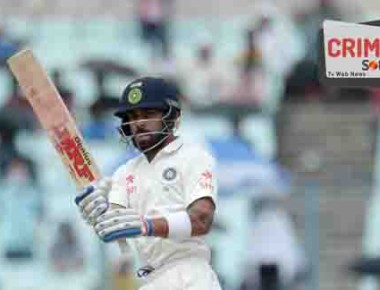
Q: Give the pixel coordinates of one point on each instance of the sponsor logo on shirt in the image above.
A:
(130, 186)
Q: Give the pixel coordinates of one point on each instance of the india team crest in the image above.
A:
(170, 174)
(134, 96)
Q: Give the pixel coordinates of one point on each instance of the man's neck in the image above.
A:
(152, 153)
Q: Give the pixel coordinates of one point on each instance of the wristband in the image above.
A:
(148, 226)
(179, 225)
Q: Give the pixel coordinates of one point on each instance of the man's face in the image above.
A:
(145, 121)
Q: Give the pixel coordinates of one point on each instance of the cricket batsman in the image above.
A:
(164, 198)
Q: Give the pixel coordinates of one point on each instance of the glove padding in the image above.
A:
(122, 223)
(93, 200)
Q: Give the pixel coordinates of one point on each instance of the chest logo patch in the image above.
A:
(169, 174)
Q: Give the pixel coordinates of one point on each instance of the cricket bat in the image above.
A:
(56, 120)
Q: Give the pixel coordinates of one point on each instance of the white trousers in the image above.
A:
(186, 274)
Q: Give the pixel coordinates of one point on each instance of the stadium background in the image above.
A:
(298, 162)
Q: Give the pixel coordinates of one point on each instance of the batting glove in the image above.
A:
(122, 223)
(93, 200)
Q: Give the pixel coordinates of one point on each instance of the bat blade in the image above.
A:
(54, 117)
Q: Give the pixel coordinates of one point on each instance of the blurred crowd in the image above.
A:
(276, 62)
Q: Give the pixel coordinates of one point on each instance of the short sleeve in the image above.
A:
(117, 194)
(201, 179)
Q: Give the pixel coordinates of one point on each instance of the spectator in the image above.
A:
(154, 16)
(21, 204)
(275, 259)
(66, 254)
(204, 78)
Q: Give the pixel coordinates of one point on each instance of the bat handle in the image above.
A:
(123, 245)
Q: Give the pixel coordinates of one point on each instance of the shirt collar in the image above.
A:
(173, 146)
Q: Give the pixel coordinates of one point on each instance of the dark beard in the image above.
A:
(146, 145)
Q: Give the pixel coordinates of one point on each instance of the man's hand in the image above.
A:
(201, 214)
(118, 223)
(93, 200)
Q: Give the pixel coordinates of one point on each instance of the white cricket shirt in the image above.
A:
(178, 175)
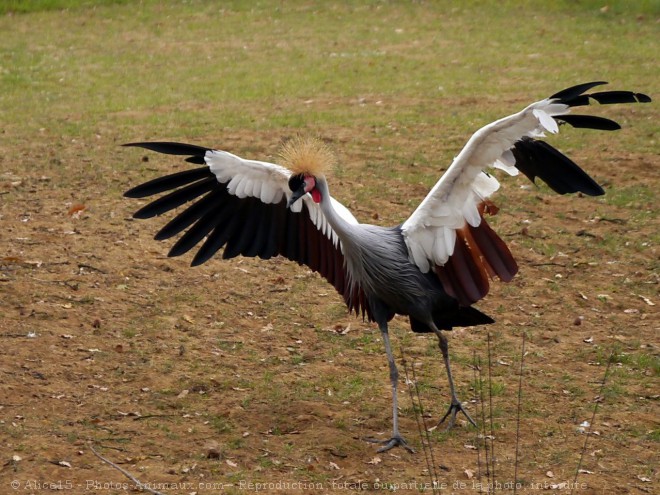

* **The request**:
Reproduce verbatim the lines from the one containing "hand in the image above." through the last line, inclusive, leaving out any pictures.

* **Result of the exercise**:
Q: Give the pixel coordinates of one point on each instance of the man's hand in the image above.
A:
(201, 214)
(118, 223)
(93, 200)
Q: Give the pixel coordinates of one point on each instance of the white cricket shirt in the image above.
A:
(178, 175)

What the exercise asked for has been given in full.